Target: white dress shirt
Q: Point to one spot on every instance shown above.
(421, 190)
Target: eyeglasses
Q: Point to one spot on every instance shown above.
====
Written request
Rewrite the rows from the line with "Target: eyeglasses" through the last of the rows, changing "spot" to "location" and leaving everything else as it is.

Result below
Target: eyeglasses
Q: Point to one location on every instance shown above.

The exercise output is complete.